### Texto da página

+-------+

A afirmação do sexo forte
A linguagem da revista masculina

Almerindo Cardoso Simões Junior.(UFF)

Introdução

Os estudos em relação as diferenças comportamentais entre os sexos remontam desde a antiguidade. Os antigos filósofos gregos são citados como estudiosos desse tipo de questão lingüística. Da Idade Média até o início do século passado , vários trabalhos foram escritos, porém voltados para línguas estrangeiras. A linguagem da mulher era sempre colocada como um “dialeto” ou “sub linguagem”, se comparada a linguagem do homem. Eram ao mesmo tempo consideradas conservadoras, repletas de arcaísmos lingüísticos, mas concomitantemente apresentavam inovações.

Em língua portuguesa os primeiros tratados envolvendo as diferenças lingüísticas entre os sexos datam de década de 20 do século passado, boa parte delas calcadas em visões distorcidas da sociedade da época, além de fora do contexto da língua portuguesa no Brasil. Com a evolução feminina e o grande destaque obtido pela mulher em nossa sociedade no decorrer do último século, a “lingüística feminista” tomou corpo e voz. É cada vez maior o número de pesquisas e publicações a respeito da linguagem da mulher sob vários aspectos. Buscamos então a corrente inversa: o que foi feito da linguagem masculina? Como ela é abordada? E melhor: Como a mídia usa os próprios recursos da(s) linguagem(ns) masculina(s) para chegar a seu objeto? Que imagens são suscitadas nesses leitores? Como se dá todo este processo?

+-------+

### Dados fornecidos
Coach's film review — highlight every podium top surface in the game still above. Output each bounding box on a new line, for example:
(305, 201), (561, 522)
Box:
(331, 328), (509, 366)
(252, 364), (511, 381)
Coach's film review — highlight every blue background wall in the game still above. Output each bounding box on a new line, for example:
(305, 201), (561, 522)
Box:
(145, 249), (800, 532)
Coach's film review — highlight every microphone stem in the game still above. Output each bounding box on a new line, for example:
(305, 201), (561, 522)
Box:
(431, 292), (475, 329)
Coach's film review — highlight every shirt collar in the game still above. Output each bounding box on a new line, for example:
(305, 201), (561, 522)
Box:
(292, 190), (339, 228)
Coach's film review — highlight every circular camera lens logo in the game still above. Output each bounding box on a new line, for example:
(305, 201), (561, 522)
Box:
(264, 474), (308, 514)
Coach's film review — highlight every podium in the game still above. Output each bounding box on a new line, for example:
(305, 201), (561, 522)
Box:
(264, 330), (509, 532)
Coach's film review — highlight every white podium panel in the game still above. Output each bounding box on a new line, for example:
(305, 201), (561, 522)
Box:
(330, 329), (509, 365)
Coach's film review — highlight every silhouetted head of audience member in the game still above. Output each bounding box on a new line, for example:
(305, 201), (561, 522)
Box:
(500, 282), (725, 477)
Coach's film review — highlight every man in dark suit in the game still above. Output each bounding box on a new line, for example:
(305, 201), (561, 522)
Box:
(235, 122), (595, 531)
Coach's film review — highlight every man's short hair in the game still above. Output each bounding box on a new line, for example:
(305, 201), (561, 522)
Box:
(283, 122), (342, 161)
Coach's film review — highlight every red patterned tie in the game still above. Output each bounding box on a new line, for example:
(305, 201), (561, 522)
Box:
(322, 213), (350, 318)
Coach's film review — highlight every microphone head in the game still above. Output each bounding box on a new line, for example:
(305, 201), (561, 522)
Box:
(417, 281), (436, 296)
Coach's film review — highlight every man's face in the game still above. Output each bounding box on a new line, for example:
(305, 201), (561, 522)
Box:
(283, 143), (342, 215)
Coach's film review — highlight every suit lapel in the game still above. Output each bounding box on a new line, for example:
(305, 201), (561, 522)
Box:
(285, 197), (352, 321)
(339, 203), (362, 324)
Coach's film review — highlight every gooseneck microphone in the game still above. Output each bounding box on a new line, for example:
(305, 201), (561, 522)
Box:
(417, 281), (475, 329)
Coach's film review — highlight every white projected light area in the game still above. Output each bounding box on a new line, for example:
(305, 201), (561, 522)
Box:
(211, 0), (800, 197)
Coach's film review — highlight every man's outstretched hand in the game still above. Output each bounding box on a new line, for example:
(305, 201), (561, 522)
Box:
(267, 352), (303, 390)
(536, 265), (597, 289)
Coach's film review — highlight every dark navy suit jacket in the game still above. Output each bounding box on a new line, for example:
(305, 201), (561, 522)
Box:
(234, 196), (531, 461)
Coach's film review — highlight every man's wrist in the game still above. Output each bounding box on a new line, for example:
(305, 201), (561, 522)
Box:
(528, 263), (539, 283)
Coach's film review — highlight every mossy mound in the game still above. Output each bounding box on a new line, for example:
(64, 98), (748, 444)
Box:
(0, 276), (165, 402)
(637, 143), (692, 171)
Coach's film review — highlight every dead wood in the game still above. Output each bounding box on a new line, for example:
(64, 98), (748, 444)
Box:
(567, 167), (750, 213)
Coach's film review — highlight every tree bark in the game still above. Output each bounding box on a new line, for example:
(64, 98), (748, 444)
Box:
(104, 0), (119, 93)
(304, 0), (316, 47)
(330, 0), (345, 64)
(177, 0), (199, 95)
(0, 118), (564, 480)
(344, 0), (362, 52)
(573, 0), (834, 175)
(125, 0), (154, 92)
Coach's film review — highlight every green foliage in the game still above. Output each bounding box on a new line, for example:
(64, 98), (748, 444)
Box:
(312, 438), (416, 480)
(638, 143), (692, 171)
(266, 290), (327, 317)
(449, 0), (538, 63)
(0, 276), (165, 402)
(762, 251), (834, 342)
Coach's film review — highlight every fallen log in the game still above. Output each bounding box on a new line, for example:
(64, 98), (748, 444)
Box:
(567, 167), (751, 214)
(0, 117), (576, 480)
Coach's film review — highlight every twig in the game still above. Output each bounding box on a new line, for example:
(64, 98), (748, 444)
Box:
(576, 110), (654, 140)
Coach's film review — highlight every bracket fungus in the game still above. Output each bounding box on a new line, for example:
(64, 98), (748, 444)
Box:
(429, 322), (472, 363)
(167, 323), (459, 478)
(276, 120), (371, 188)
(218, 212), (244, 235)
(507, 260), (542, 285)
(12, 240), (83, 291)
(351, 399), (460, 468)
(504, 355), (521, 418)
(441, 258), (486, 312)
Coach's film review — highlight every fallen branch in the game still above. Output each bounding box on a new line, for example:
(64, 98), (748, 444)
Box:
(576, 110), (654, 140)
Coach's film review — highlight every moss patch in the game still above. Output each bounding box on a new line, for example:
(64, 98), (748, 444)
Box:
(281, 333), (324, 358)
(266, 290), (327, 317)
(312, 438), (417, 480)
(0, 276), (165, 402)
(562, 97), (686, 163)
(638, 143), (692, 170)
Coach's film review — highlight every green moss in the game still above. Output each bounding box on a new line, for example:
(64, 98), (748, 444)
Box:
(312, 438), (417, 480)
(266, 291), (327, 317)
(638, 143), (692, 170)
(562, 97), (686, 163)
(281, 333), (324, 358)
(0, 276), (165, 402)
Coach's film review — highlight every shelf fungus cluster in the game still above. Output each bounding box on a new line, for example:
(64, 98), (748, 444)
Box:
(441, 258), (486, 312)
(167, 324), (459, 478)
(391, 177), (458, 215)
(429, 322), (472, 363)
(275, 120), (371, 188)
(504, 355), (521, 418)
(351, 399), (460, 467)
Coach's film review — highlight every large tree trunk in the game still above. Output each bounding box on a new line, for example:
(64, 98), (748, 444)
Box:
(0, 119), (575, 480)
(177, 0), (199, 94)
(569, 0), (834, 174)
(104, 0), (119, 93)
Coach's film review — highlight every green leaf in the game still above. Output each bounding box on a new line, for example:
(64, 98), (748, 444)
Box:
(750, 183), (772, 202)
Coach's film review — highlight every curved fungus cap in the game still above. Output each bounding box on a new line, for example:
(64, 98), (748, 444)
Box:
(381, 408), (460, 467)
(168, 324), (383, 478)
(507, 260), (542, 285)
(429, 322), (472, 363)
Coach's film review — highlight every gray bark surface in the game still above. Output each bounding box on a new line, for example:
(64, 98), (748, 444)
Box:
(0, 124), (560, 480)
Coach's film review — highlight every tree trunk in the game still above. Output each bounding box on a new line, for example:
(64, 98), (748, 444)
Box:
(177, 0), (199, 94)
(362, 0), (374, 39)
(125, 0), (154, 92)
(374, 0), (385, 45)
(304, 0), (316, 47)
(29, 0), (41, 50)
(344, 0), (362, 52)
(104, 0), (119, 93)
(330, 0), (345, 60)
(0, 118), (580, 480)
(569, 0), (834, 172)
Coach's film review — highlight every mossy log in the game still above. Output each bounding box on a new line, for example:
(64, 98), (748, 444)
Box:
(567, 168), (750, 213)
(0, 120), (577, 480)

+-------+

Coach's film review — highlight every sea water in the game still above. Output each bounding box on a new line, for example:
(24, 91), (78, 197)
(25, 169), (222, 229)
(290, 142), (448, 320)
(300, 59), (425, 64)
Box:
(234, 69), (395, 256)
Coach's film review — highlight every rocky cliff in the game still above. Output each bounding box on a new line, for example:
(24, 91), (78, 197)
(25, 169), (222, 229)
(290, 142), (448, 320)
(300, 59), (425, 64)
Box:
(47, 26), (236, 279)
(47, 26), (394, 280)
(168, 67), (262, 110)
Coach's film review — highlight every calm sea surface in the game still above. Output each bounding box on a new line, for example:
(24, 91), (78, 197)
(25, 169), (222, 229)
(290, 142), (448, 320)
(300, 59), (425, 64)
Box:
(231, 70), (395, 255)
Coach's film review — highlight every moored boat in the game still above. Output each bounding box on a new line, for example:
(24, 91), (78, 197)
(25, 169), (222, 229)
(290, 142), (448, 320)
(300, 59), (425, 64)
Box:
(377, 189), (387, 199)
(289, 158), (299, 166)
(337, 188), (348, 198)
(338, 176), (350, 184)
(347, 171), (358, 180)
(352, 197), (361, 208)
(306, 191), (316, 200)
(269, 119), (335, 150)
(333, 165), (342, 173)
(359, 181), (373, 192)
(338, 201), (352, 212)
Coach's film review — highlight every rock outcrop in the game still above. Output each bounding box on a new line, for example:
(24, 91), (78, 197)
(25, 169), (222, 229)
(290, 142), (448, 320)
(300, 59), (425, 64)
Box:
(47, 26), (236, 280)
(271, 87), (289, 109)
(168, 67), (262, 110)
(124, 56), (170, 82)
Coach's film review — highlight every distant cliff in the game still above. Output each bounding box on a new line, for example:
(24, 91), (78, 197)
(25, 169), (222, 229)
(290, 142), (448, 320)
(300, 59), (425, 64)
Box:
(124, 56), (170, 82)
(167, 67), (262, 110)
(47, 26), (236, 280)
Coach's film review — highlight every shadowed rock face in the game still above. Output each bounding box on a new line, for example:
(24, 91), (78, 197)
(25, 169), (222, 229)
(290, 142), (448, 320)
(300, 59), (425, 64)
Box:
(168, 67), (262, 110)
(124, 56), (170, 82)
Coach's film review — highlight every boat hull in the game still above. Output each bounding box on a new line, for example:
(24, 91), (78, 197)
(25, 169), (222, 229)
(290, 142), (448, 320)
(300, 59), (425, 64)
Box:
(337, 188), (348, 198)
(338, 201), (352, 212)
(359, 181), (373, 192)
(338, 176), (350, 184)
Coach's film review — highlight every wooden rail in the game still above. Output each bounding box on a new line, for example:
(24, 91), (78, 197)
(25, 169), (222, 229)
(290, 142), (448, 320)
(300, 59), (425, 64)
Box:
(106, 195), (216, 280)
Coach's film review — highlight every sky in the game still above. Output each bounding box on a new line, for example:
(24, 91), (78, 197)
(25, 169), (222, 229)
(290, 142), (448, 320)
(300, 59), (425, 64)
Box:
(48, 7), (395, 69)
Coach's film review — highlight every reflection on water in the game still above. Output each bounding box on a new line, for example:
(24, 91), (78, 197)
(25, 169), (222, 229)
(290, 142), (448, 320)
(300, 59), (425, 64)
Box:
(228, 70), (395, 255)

+-------+

Transcreva sem alterações o trecho do texto sobre a linguagem da revista masculina entre "A afirmação do" e "concomitantemente apresentavam inovações.", inclusive.

A afirmação do sexo forte
A linguagem da revista masculina

Almerindo Cardoso Simões Junior.(UFF)

Introdução

Os estudos em relação as diferenças comportamentais entre os sexos remontam desde a antiguidade. Os antigos filósofos gregos são citados como estudiosos desse tipo de questão lingüística. Da Idade Média até o início do século passado , vários trabalhos foram escritos, porém voltados para línguas estrangeiras. A linguagem da mulher era sempre colocada como um “dialeto” ou “sub linguagem”, se comparada a linguagem do homem. Eram ao mesmo tempo consideradas conservadoras, repletas de arcaísmos lingüísticos, mas concomitantemente apresentavam inovações.